:: What you should do ::
Update the records below by changing "Review task" to "Audit task" wherever it occurs, leaving all other text unchanged.

Data listing:
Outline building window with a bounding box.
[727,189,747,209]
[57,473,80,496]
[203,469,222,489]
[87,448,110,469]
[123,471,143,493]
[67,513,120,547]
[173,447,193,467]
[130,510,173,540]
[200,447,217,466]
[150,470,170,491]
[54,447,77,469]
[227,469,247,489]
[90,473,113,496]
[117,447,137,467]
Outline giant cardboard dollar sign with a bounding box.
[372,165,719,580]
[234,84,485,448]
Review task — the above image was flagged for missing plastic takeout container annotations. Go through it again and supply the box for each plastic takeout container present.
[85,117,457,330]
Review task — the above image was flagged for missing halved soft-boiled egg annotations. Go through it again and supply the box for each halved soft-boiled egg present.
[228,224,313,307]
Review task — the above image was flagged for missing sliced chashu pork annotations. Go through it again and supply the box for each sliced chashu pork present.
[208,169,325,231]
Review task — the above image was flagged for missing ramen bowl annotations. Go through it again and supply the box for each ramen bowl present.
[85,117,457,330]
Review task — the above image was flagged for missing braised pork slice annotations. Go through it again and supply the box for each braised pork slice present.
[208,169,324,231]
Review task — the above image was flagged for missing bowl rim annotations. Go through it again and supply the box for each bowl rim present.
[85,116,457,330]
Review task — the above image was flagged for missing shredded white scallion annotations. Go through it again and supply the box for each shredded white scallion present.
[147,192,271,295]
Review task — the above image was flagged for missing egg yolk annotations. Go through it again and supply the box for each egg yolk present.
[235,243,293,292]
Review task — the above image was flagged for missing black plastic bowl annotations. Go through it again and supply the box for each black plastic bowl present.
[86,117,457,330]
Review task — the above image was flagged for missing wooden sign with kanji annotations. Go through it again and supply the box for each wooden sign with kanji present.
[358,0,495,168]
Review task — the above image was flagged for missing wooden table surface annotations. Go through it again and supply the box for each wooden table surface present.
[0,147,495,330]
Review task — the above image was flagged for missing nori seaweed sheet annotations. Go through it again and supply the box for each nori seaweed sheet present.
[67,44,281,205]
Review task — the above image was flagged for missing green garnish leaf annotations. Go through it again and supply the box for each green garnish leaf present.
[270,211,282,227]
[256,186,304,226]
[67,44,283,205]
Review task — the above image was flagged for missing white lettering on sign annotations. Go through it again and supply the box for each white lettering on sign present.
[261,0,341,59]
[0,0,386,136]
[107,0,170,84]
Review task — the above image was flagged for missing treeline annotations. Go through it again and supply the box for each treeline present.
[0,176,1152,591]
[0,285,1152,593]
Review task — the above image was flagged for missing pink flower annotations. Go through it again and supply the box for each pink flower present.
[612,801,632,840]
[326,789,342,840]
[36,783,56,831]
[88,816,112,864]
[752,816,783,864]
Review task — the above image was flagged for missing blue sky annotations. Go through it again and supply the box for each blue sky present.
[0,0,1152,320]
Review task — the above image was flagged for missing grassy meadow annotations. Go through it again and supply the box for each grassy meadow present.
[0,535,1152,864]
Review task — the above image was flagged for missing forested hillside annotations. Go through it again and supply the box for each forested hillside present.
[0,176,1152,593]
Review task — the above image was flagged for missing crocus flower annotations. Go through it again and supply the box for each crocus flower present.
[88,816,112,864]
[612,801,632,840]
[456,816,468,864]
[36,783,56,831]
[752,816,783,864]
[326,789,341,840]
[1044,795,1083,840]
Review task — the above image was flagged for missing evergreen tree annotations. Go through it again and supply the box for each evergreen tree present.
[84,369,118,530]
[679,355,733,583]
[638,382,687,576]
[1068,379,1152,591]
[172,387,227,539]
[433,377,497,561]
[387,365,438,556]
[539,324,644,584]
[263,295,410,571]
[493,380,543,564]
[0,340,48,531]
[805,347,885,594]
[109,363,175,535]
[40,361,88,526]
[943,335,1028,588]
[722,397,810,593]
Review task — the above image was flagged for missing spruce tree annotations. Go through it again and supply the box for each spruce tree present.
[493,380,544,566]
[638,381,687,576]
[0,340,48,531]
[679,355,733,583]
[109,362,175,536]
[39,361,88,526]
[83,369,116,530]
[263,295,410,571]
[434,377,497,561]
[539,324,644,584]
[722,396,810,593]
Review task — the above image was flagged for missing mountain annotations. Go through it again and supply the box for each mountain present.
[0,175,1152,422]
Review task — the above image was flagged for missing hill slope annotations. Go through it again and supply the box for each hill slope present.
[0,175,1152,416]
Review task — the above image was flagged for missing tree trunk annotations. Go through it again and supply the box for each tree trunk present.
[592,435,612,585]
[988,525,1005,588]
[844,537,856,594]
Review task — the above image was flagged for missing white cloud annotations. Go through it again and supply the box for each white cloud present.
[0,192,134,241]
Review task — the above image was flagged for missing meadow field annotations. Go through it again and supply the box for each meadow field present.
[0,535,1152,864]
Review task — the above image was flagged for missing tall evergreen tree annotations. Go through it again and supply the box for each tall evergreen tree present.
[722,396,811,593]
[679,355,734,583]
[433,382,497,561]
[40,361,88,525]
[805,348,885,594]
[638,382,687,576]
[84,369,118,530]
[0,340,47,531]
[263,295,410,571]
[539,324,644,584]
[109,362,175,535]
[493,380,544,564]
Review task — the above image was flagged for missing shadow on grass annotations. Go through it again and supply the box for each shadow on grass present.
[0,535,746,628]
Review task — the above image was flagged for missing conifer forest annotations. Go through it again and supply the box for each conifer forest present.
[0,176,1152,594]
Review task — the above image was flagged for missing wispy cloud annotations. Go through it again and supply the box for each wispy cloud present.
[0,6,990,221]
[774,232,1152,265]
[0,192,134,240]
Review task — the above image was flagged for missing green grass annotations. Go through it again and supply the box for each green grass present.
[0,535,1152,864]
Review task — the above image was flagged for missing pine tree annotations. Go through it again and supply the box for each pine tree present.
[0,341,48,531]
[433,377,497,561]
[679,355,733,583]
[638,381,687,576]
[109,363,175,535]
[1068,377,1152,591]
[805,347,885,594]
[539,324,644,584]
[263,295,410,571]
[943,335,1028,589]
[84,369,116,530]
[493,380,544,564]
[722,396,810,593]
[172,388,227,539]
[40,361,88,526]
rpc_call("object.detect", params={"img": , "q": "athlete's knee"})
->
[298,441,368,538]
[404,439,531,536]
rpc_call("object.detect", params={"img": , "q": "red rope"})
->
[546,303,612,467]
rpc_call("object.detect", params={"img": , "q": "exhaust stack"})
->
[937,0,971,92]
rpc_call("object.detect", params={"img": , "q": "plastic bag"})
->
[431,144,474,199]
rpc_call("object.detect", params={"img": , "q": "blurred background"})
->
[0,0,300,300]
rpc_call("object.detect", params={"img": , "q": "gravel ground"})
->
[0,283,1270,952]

:: Correct output ::
Outline building window with a bounding box.
[727,189,747,209]
[57,473,80,496]
[203,469,222,489]
[87,448,110,469]
[123,471,143,493]
[67,513,120,547]
[173,447,193,467]
[130,510,173,540]
[200,447,217,466]
[150,470,170,491]
[54,447,77,469]
[227,469,247,489]
[90,473,113,496]
[117,447,137,467]
Outline giant cardboard dollar sign with a bounding box.
[372,165,719,580]
[234,84,485,448]
Audit task — the above image was flagged for missing plastic takeout container annotations. Go through it again and supply the box for each plastic takeout container present.
[85,117,457,330]
Audit task — the above image was flagged for missing halved soft-boiled egg annotations. Go through it again and supply the box for each halved soft-boiled egg present.
[228,224,313,307]
Audit task — the above image was flagged for missing sliced chashu pork annotations. Go through it again and supply the box for each sliced chashu pork present.
[208,169,325,231]
Audit task — the above image was flagged for missing ramen bowl annotations. Go through it again and supply the box for each ramen bowl present.
[85,117,457,330]
Audit task — the above image was flagged for missing braised pork slice annotations. Go through it again and supply the box for each braised pork slice present.
[208,169,324,231]
Audit task — the above image was flagged for missing bowl rim annotations. Go through it again and supply the box for each bowl rim present.
[85,116,457,330]
Audit task — the above image was flagged for missing shredded white scallion annotations. Go through it again and supply the box for each shredded white scallion present.
[147,192,271,295]
Audit task — the above image was flagged for missing egg yolk annotations. Go through it again and supply the box for each egg yolk present.
[235,243,293,292]
Audit task — the above image was flagged for missing black plastic bowl annotations. Go through it again and supply the box for each black plastic bowl present.
[86,117,457,330]
Audit task — the above image was flagged for missing wooden sign with kanji annotations. Go through it again and supply the box for each wooden sign with kanji present.
[358,0,495,168]
Audit task — the above image was flagged for missing wooden table surface annotations. Go through it again and supply the box for each wooden table surface present.
[0,147,495,330]
Audit task — the above image was flagged for missing nori seaweed sheet annotations. Go through it again and supply the box for each nori seaweed sheet present.
[67,44,281,205]
Audit task — the above image was flagged for missing green garnish leaf annotations. Go through it again and supply the box for each green garnish leaf present.
[270,211,282,227]
[256,186,304,226]
[67,44,283,205]
Audit task — the above image was flagged for missing white lettering on sign annotations. Go through it again and supply the box for each white lettering on sign present.
[261,0,341,59]
[0,0,386,136]
[107,0,170,84]
Audit task — the above image was flagged for missing treeline annotations. Go through it again and supply the box for each treeline present.
[0,176,1152,591]
[0,285,1152,593]
Audit task — the above image was flagged for missing pink flower annotations. Go through it again and supply the box for each pink flower present.
[612,801,632,840]
[326,789,342,840]
[36,783,56,831]
[88,816,112,864]
[752,816,783,864]
Audit task — the above image was flagged for missing blue sky annotations. Go through it again and supply the box for each blue sky present.
[0,0,1152,320]
Audit task — the above image was flagged for missing grassy meadow annotations. Go through it again and supply the box for each grassy meadow present.
[0,535,1152,864]
Audit task — the above image was flagged for missing forested hillside annotations. Go through it again and supply the box for each forested hillside present.
[0,176,1152,593]
Audit task — the above image was flagged for missing crocus flower annotations. Go through it again and supply the box for each crocus flower present.
[88,816,112,864]
[612,801,632,840]
[456,816,468,864]
[36,783,56,831]
[752,816,783,864]
[326,789,341,840]
[1044,795,1083,840]
Audit task — the above image was flagged for missing evergreen tree annotations. Go through it again and supply the box for each evergreen tree present.
[84,369,118,530]
[679,355,733,583]
[638,382,687,576]
[1068,379,1152,591]
[172,387,227,539]
[433,377,497,561]
[387,365,438,556]
[539,324,644,584]
[263,295,410,571]
[493,380,543,564]
[0,340,48,531]
[805,347,885,594]
[109,363,175,535]
[40,361,88,526]
[943,335,1028,588]
[722,397,810,593]
Audit task — the above image was flagged for missing spruce tree annotations. Go through it again and supply the box for each spruce tree present.
[493,380,544,566]
[638,381,687,576]
[0,340,48,531]
[679,355,733,583]
[109,362,175,536]
[39,361,88,526]
[83,369,116,530]
[263,295,410,571]
[434,377,497,561]
[539,324,644,584]
[722,396,810,593]
Audit task — the above image was flagged for missing mountain annotations. Go through it again and supply the box for each mountain present.
[0,175,1152,422]
Audit task — the above image was flagged for missing hill slope annotations. Go through it again and supply the box for each hill slope present.
[0,175,1152,416]
Audit task — the above image was flagged for missing tree trunk annotations. Go through it again and supply the box for each tree trunk present.
[592,435,612,585]
[988,525,1005,588]
[844,537,856,594]
Audit task — the above image was flagged for missing white cloud annotations. Go through it again and supply the box for each white cloud present.
[0,192,134,241]
Audit task — the above image was flagged for missing meadow field annotations. Go through it again and supply the box for each meadow field present.
[0,535,1152,864]
Audit task — the above image was flagged for missing tall evergreen tree annotations. Go through it again and supply the box for each tall evergreen tree present.
[722,396,811,593]
[679,355,734,583]
[433,382,497,561]
[40,361,88,525]
[805,348,885,594]
[638,382,687,576]
[84,369,118,530]
[0,340,47,531]
[263,295,410,571]
[539,324,644,584]
[109,362,175,535]
[493,380,544,564]
Audit task — the above image was flagged for missing shadow on grass annotations. Go through it again and supply the box for each shadow on grass present.
[0,535,746,628]
Audit task — the above image was flagged for missing conifer forest annotations. Go through it again and supply the box for each conifer forest present.
[0,176,1152,594]
Audit task — the above image was flagged for missing wispy cloud annotations. Go through it again and supply the box for each wispy cloud present.
[0,6,990,221]
[774,232,1152,265]
[0,192,134,240]
Audit task — the above image was flagged for missing green grass annotations. Go through it again and supply the box for each green grass present.
[0,535,1152,864]
Audit task — the above image was flagged for missing pine tree annotations. Go through it again and supply the box for each pine tree present.
[0,341,48,531]
[433,377,497,561]
[679,355,733,583]
[638,381,687,576]
[109,363,175,535]
[1068,377,1152,591]
[805,347,885,594]
[539,324,644,584]
[263,295,410,571]
[943,335,1028,589]
[84,369,116,530]
[493,380,544,564]
[722,396,810,593]
[172,388,227,539]
[40,361,88,526]
rpc_call("object.detect", params={"img": , "q": "athlete's knee"})
->
[298,441,368,538]
[404,439,531,536]
rpc_call("object.detect", params={"img": , "q": "red rope"})
->
[546,303,612,467]
rpc_call("object.detect", params={"img": , "q": "exhaust stack"})
->
[937,0,971,92]
rpc_call("object.detect", params={"img": , "q": "plastic bag"})
->
[431,144,474,199]
rpc_call("object.detect", params={"img": , "q": "blurred background"})
->
[0,0,300,300]
rpc_call("object.detect", params={"img": , "q": "gravel ground"})
->
[0,283,1270,952]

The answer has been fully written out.